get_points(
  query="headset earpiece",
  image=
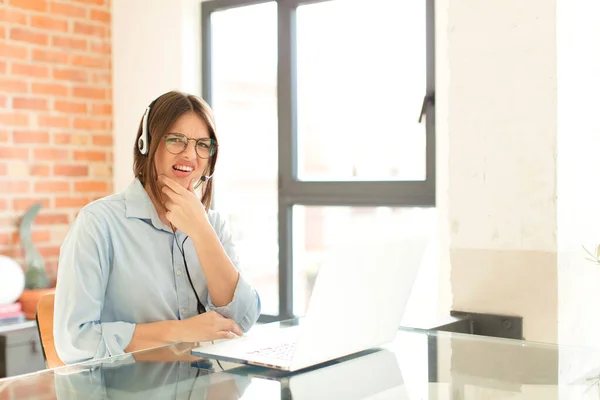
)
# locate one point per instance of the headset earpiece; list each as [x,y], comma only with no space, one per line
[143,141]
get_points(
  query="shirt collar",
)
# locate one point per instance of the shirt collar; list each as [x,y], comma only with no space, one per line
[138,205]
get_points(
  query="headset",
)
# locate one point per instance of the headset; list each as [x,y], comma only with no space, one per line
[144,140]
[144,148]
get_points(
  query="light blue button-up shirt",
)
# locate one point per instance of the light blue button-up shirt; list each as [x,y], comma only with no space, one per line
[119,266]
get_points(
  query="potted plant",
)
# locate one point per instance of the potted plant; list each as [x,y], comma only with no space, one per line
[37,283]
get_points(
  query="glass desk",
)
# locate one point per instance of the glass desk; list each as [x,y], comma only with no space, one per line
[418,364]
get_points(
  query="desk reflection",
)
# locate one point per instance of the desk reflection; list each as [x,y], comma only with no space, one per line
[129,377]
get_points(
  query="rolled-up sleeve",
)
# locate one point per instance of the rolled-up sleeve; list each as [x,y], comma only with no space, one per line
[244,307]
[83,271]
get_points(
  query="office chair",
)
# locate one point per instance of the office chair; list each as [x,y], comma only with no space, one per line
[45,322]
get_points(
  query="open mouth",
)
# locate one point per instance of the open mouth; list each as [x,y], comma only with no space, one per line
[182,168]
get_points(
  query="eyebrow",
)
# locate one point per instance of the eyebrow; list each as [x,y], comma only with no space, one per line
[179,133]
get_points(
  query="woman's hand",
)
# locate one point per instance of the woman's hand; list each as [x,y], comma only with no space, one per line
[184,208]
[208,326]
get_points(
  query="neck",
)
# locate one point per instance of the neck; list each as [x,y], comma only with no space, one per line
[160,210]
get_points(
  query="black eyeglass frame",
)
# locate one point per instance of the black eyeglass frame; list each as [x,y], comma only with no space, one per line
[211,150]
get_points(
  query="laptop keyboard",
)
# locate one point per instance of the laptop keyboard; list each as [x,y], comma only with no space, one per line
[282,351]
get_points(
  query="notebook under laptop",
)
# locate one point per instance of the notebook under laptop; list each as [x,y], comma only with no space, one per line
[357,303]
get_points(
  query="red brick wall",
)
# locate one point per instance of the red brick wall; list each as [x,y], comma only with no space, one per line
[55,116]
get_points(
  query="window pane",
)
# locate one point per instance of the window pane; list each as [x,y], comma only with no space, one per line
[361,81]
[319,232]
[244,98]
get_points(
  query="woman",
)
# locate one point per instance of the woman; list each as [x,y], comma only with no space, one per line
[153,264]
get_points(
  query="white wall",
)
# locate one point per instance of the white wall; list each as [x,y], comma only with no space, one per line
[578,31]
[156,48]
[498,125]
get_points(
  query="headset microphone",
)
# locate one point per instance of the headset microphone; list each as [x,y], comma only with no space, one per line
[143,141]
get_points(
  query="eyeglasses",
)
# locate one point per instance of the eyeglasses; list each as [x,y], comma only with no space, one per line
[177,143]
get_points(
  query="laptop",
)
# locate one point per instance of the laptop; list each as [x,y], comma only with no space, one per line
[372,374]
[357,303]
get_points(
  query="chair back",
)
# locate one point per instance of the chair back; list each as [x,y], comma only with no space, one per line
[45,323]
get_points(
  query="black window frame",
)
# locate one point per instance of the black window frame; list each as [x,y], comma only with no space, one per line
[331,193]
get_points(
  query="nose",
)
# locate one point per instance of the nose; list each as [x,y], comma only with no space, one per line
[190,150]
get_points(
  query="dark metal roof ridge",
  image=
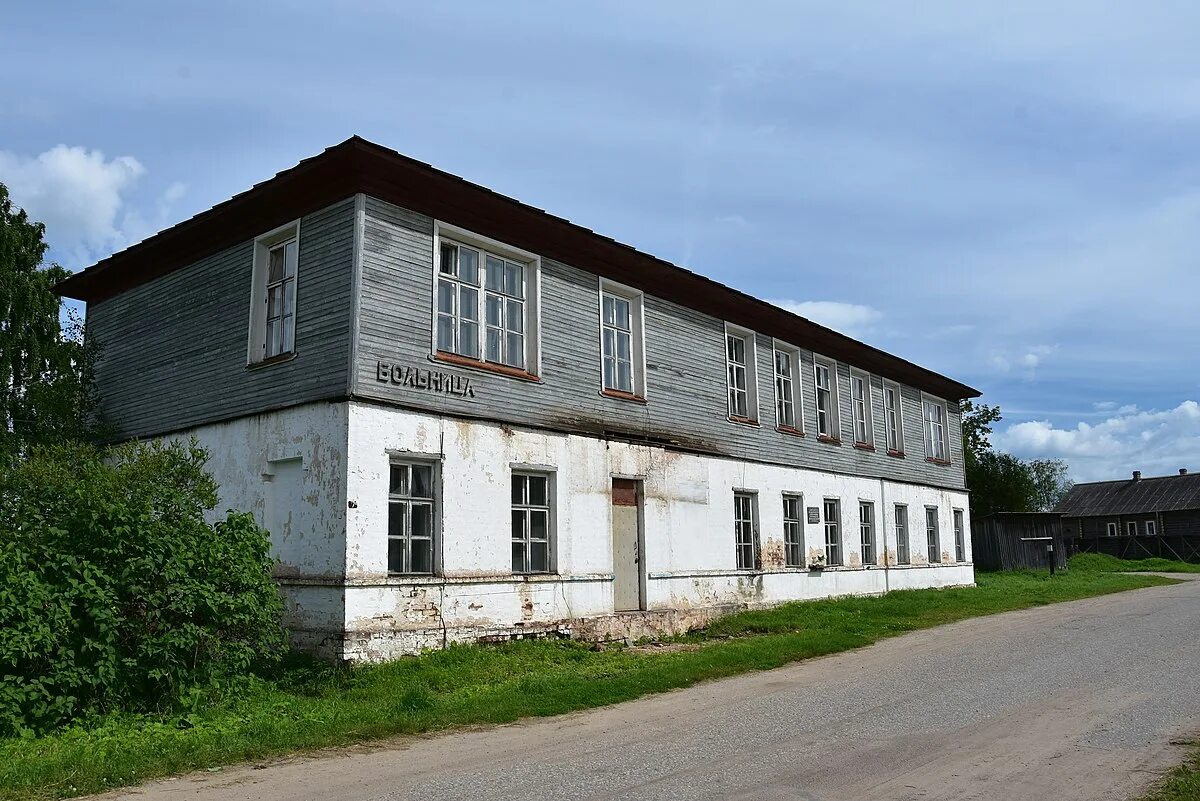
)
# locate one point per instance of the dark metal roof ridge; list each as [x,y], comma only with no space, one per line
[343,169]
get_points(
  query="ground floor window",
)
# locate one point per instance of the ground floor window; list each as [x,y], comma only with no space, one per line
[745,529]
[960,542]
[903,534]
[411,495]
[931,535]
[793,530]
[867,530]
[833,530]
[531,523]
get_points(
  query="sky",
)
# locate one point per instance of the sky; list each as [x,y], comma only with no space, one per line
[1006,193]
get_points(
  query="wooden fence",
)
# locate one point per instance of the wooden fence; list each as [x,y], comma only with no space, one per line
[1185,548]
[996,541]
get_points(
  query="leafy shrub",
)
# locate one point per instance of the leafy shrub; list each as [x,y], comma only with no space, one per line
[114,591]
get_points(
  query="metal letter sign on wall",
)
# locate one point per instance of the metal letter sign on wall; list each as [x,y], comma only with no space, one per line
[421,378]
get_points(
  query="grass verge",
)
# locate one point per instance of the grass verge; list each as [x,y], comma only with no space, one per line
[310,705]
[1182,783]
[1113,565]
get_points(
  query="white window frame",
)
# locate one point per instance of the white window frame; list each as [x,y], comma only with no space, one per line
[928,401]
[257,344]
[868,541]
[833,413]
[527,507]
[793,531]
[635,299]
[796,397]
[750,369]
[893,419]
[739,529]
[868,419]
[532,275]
============
→ WHAT YOU HAVE TO DO
Transcribe all the data word for word; the images stay out.

→ RESULT OF THE TASK
get_points(
  query="headset earpiece",
  image=
)
# locate one point per instance of the headset earpiece; list each as [x,y], comma only with no space, one per line
[143,141]
get_points(
  query="shirt collar",
)
# locate one point per instance of the shirt collar; list each as [x,y], comma only with no space, one per line
[138,205]
get_points(
  query="headset",
)
# locate one point per instance of the headset; list each as [x,y], comma only with no space, one per line
[144,140]
[144,148]
get_points(
  query="light blue button-up shirt",
)
# locate one point per instance of the light blue button-up shirt; list each as [x,y], comma only with no space, one per line
[119,266]
get_points(
  query="potted plant",
)
# locate one point per instance of the potted plant; list each as [x,y], comma only with no space, one per line
[37,283]
get_points(
  query="glass desk",
)
# locate one point per instance of the glass desk; list each as [x,y], comma only with no space, one per line
[418,364]
get_points(
  query="desk reflection",
)
# locate one point per instance of the desk reflection; list each as [x,y], comma only with no space, one per line
[129,377]
get_points(
  query="rolled-up sleeve",
)
# locate one point per instance of the rolled-up sleeve; list each as [x,y], comma only with no space, one per line
[244,307]
[83,271]
get_points(
  query="office chair",
)
# locate one point per instance of the office chair; list each as [x,y], comma only with no space, one per line
[45,322]
get_points(
  query="open mouth",
)
# locate one point per instance of the open mouth; list each as [x,y], comma only with no space, one per line
[182,168]
get_points(
  query="eyebrow",
)
# locate one point per instance of the eyebrow; list each as [x,y], comma only with no space, one per line
[179,133]
get_points(
  query="woman's hand",
)
# locate one point per instance of the woman's hand; list each as [x,y], comma only with no space, one per line
[184,208]
[208,326]
get_points(
  query="neck",
)
# locate one point per instance of the neck; list each as [x,y], comma only with no space, one per line
[160,210]
get_points(
  query="black eyeglass frame",
)
# locate one point per instance of the black eyeglass frame; list each as [x,y], comma only with no space, one per line
[211,150]
get_points(
  query="laptop keyboard",
)
# locate one point per instance of the laptop keyboard; list each as [x,y], comma only with no space, one per line
[282,351]
get_points(
  query="notebook under laptop",
)
# locate one point per instance of the notebook under laptop; list each as [x,y], comma only with no space, one per line
[357,303]
get_points(
  query="red brick wall",
)
# locate one point per instance of the red brick wall; list each as [x,y], comma only with no space, one per line
[55,116]
get_points(
  query="window pane",
)
# locate one point per instance of the window pane; list each as [x,y], comma only with no space, one per line
[361,81]
[319,232]
[244,98]
get_points(
  query="woman",
)
# locate one point per instance of the woman; list each as [x,y], comma only with no space, one per line
[153,264]
get_points(
  query="white wall",
)
# locate one point per instance of the white wall; list each as [x,y], comma only with no space, one per line
[578,31]
[156,48]
[498,125]
get_points(
  query="headset microphone",
)
# locate one point per instance of the headset microphone; list each as [x,y], comma only with no space, one per line
[143,141]
get_points(
  query="eyeglasses",
)
# locate one point per instance of the eyeglasses; list each as [x,y], comma only with no space, one per line
[177,143]
get_points(
  query="laptop",
)
# locate one point per instance of the laptop; list each as [x,y], comma only with no space, one per line
[372,374]
[357,303]
get_points(
  query="chair back",
)
# locate one point per instance of the chair back; list each as [x,y], comma only with no space, one per line
[45,323]
get_points(
  query="black window frame",
)
# locate one point per instance of the black window frame; list each as [x,y], comma only with no space, one per line
[331,193]
get_points(
  query="nose",
)
# locate one point per instance of the nose; list each as [x,y], comma only with no space, one per line
[190,150]
get_points(
  query="dark metal roof ridge",
  image=
)
# locate one point per instance of the dark metal roof ridge; list each as [x,y], comma only with no space, one per line
[343,169]
get_points(
  query="ground floor window",
)
# locate one point per instance of the ground floor window; list each as [x,y], comma only with no space, one per line
[745,529]
[960,542]
[903,534]
[411,495]
[931,535]
[793,530]
[867,530]
[833,530]
[531,523]
get_points(
  query="sky",
)
# locate one point per instance of the sky; list each as [x,y], comma only with no space, one per line
[1006,193]
get_points(
  query="wooden fence",
)
# locate one point per instance of the wooden fence; list each as [x,y], comma only with no space, one per line
[1185,548]
[996,541]
get_points(
  query="leafy shrub",
)
# locate one point per instance of the leafy shrub; list each as [x,y], comma only with no space, one per line
[114,591]
get_points(
  query="metal letter sign on wall",
)
# locate one point per instance of the metal letter sign on wall; list each as [x,y], comma only with no space, one per line
[421,378]
get_points(
  query="grass verge",
)
# locate one point per instance of the grass verge; list each as [x,y], comma only with no space, one per line
[310,705]
[1182,783]
[1113,565]
get_points(
  query="white window frame",
)
# locate one point per instance of the white window frame; list each as [x,y], comma only with no space, one per line
[928,401]
[257,344]
[868,541]
[833,413]
[527,507]
[793,531]
[635,299]
[796,397]
[750,369]
[893,419]
[739,529]
[868,419]
[532,275]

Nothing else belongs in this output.